Items issus d'un jeu de données:
* * *

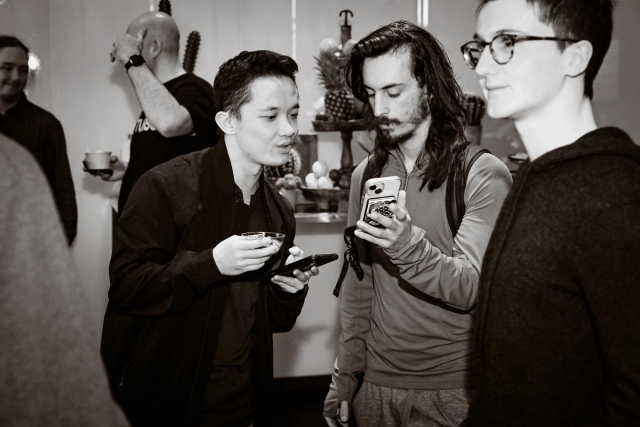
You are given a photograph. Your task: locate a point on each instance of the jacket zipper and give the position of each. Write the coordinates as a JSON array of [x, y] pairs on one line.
[[186, 420], [135, 362]]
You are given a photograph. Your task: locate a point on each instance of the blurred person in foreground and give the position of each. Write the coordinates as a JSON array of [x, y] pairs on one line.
[[187, 336], [50, 368], [36, 129], [558, 324], [408, 323]]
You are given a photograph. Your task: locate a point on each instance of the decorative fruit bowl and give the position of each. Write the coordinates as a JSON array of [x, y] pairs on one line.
[[325, 194]]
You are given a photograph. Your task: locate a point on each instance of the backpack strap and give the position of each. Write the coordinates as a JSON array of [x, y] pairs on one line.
[[456, 185]]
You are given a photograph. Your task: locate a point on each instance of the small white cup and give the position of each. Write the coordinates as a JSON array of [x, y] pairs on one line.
[[98, 160]]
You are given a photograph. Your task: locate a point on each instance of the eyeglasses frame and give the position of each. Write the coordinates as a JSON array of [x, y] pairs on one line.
[[514, 39]]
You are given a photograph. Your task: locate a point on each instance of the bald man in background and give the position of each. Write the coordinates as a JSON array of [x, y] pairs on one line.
[[177, 107]]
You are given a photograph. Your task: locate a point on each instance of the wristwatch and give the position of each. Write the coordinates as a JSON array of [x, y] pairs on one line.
[[135, 61]]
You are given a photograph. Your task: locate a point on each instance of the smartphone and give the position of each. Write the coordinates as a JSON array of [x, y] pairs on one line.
[[302, 265], [378, 194]]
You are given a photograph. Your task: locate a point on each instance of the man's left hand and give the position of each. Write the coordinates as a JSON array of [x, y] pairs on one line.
[[126, 46], [300, 278], [398, 229]]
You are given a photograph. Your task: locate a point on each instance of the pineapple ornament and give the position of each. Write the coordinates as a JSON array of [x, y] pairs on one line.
[[338, 101]]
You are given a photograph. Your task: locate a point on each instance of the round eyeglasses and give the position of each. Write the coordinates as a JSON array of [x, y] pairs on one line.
[[501, 47]]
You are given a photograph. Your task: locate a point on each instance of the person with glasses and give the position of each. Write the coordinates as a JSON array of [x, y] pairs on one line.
[[558, 318], [406, 317]]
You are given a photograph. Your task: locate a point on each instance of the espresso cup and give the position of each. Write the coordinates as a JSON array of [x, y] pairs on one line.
[[276, 238], [98, 160]]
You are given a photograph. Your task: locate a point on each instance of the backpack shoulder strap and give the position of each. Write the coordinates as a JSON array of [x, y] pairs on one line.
[[456, 185], [366, 175]]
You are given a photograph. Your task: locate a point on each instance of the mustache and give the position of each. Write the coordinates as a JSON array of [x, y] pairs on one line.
[[375, 122]]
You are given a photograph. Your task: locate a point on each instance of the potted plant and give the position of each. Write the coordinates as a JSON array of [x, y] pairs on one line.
[[288, 186]]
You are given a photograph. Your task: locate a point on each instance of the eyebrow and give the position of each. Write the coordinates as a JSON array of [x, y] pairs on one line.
[[389, 86], [276, 108], [506, 31]]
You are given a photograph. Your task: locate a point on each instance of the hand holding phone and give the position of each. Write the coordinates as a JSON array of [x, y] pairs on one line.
[[396, 232], [377, 195], [303, 264]]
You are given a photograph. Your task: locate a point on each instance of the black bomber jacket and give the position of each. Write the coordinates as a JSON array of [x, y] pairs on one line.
[[165, 306]]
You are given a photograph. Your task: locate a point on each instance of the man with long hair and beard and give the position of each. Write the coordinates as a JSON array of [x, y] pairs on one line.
[[408, 323]]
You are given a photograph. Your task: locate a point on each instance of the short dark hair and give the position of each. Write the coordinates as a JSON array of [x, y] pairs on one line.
[[431, 67], [590, 20], [10, 41], [232, 85]]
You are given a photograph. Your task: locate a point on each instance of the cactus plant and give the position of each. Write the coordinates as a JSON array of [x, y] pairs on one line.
[[165, 6], [475, 107], [191, 51]]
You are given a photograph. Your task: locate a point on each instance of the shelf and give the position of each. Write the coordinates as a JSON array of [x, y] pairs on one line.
[[320, 217], [338, 126]]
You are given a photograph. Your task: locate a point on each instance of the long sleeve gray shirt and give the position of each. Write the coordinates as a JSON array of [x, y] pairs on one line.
[[409, 323]]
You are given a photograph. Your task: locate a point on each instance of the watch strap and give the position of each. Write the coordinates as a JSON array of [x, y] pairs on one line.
[[134, 61]]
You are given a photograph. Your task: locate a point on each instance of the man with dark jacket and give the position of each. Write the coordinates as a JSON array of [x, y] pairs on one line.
[[177, 107], [187, 333], [37, 130], [558, 319]]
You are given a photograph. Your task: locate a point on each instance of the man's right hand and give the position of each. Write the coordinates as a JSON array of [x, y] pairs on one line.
[[342, 416], [127, 45], [236, 255]]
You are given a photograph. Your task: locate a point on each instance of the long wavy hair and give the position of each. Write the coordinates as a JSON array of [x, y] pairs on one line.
[[445, 144]]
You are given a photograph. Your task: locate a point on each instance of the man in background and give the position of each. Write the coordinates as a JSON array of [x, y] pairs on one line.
[[36, 129], [408, 323], [177, 107], [558, 319], [50, 368]]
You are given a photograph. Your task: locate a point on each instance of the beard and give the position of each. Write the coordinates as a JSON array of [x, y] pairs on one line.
[[384, 136]]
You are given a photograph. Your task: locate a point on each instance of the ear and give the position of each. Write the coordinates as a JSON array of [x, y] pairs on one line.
[[578, 56], [226, 123], [155, 47]]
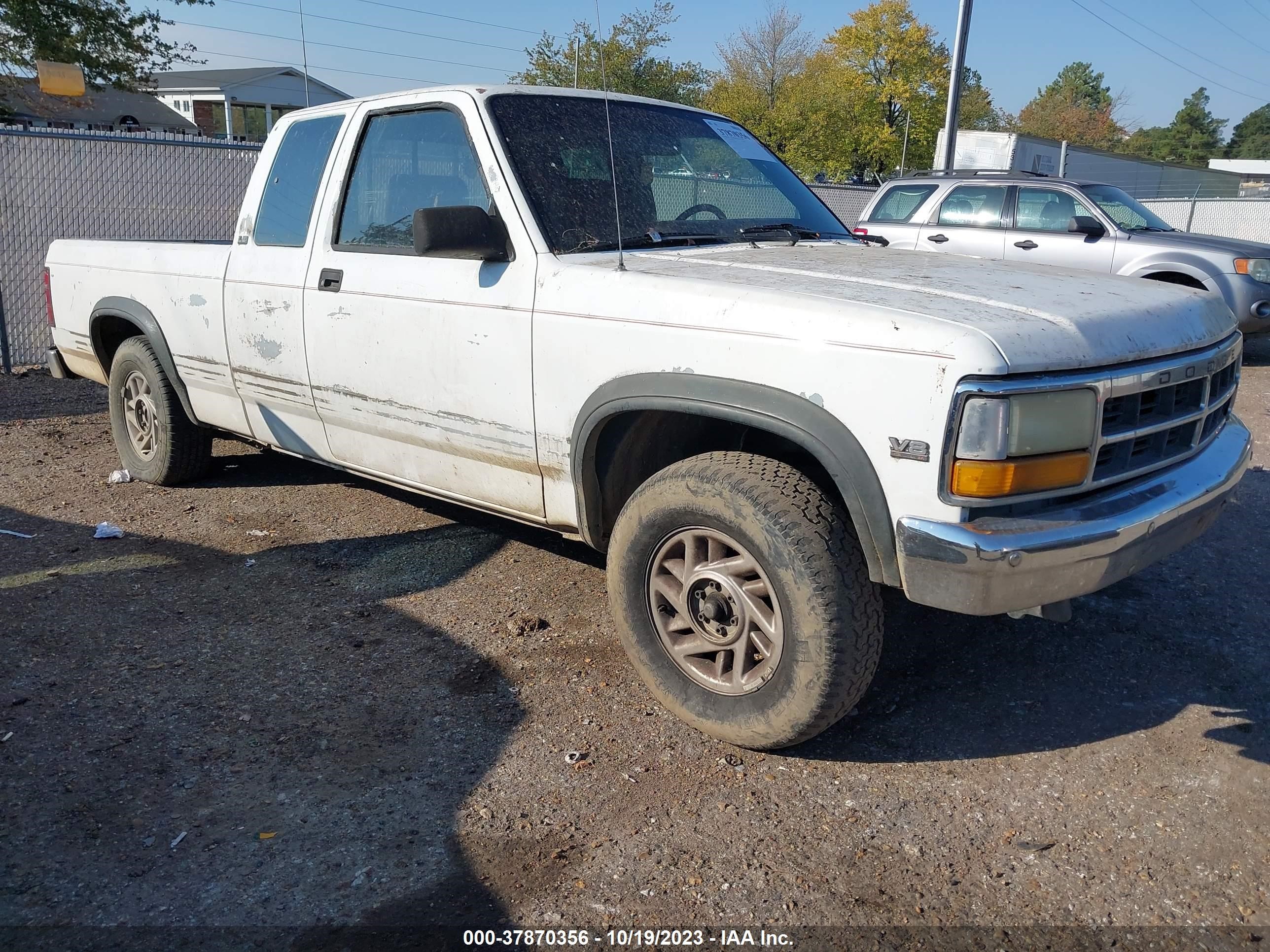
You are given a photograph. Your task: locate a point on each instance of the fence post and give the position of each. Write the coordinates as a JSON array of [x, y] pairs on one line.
[[1192, 216], [4, 338]]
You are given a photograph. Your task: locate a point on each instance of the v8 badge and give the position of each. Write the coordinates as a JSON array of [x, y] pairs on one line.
[[910, 450]]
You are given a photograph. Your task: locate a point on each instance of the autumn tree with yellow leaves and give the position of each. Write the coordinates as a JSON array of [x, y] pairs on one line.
[[843, 108]]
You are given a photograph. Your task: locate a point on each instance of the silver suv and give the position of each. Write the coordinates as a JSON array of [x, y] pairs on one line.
[[1020, 217]]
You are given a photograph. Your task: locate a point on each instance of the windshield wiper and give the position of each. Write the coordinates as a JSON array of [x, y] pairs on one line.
[[797, 233], [794, 232], [658, 240]]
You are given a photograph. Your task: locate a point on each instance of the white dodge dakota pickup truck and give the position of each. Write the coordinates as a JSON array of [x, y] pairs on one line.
[[634, 325]]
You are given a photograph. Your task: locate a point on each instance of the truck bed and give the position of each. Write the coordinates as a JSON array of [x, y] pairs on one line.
[[179, 283]]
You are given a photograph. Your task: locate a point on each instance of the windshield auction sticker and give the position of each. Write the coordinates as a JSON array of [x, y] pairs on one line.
[[741, 141]]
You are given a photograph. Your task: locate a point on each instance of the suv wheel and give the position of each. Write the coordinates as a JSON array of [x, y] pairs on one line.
[[743, 601]]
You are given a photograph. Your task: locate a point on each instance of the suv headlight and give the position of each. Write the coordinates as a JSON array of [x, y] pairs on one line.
[[1024, 443], [1256, 268]]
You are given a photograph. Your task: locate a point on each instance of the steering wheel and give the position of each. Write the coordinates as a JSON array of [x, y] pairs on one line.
[[689, 212]]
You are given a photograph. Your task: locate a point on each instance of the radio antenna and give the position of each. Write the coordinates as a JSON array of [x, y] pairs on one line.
[[609, 125]]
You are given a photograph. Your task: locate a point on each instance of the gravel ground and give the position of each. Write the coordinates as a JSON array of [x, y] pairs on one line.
[[299, 704]]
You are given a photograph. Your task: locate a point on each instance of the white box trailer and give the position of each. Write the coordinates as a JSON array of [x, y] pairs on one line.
[[1141, 178]]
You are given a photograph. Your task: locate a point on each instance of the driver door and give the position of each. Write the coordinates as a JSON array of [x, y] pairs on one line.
[[421, 367], [1041, 233]]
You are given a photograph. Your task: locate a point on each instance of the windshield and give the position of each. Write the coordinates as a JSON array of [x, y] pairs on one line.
[[682, 177], [1126, 211]]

* * *

EXERCICE:
Recopiez uniquement la partie qui s'ouvre sur la ligne contenant « of the black » et se ferme sur celle contenant « [[165, 306]] », les deux bornes comprises, consignes incluses. Multipliez par 0,8 chaque coordonnée des réponses, puis arrondissez à l'entier, la moitié étant arrondie vers le haut.

RÉSULTAT FINAL:
You are given a photograph. Your task: locate a point on each instance of the black bomber jacket and give the position of each. Write the coordinates as a JSON array of [x, y] pairs on one line.
[[132, 245]]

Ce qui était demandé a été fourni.